___ Source records

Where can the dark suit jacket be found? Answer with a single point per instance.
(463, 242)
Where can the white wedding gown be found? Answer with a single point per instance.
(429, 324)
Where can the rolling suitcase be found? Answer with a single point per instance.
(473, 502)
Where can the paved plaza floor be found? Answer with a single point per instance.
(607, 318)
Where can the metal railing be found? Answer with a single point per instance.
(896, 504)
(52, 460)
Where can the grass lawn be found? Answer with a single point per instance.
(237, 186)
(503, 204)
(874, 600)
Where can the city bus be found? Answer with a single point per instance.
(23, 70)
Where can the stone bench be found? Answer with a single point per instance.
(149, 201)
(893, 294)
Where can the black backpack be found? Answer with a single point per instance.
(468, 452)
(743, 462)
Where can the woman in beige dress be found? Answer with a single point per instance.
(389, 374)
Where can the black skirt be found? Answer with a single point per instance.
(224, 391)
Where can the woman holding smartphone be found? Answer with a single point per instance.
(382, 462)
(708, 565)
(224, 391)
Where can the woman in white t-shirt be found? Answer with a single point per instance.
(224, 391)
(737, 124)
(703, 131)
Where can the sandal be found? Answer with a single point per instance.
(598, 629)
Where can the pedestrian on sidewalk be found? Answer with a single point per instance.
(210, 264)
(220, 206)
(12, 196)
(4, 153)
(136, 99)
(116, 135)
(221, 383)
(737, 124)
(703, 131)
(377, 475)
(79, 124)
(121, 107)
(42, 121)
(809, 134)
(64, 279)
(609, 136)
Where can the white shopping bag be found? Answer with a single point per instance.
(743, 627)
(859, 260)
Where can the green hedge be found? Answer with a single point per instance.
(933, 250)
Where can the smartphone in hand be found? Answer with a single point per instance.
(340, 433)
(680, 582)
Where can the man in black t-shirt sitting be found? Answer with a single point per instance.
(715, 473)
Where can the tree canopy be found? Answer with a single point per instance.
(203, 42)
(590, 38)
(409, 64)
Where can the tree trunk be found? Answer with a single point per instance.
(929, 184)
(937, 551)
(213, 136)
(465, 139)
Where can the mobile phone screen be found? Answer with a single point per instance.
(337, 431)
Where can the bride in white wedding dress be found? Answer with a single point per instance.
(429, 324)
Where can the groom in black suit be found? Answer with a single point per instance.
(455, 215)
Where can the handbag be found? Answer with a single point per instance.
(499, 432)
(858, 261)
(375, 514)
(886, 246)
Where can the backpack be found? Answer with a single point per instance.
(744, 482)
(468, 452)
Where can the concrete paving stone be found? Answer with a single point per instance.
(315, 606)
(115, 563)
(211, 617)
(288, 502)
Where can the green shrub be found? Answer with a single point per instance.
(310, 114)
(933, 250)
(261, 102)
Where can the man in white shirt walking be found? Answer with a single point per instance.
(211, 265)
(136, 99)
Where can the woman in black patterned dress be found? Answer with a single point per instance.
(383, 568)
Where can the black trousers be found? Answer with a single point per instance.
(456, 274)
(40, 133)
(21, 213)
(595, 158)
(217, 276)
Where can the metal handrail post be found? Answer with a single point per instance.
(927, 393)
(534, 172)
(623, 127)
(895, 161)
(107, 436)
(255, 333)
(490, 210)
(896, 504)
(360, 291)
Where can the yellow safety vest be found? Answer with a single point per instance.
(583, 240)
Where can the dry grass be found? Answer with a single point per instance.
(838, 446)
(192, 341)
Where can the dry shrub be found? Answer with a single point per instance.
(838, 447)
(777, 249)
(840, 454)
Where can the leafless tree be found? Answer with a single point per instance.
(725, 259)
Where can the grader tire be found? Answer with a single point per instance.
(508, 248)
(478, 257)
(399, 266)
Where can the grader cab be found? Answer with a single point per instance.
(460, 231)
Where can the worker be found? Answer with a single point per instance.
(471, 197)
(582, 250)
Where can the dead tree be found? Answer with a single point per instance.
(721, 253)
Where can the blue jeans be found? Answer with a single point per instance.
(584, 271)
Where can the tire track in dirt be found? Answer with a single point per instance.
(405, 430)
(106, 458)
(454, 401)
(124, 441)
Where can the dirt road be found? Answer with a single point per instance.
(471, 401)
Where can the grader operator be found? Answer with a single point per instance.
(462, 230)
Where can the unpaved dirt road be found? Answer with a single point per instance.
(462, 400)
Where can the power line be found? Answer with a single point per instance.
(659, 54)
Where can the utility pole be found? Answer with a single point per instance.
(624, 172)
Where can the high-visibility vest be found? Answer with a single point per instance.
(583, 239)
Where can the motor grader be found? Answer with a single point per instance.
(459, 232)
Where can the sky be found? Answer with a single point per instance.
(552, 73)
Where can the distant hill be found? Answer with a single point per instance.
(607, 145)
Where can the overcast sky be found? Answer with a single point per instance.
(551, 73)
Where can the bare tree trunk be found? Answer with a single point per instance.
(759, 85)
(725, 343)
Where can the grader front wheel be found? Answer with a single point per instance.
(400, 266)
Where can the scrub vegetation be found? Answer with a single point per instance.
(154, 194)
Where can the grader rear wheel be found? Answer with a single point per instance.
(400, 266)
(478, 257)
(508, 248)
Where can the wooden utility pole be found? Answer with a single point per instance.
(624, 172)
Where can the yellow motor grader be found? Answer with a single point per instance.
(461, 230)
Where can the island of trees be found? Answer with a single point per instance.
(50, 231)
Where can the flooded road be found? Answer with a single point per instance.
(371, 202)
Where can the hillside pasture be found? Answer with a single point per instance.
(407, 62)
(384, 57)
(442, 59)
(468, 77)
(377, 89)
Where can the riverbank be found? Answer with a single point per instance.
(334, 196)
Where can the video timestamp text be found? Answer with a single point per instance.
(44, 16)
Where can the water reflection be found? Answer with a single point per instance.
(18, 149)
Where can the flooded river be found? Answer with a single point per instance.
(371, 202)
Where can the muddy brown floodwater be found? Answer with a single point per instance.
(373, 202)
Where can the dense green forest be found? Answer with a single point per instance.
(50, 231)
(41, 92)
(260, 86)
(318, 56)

______

• **What the task requires**
Output exactly the lines of the data that run from the one containing "Where can the muddy" to the very last line, and no others.

• **Result of the task**
Where can the muddy brown floodwater be found? Answer with a single point per instance.
(373, 202)
Where can the dense green forest be found? Answer with a single point per instance.
(50, 231)
(41, 92)
(260, 86)
(318, 56)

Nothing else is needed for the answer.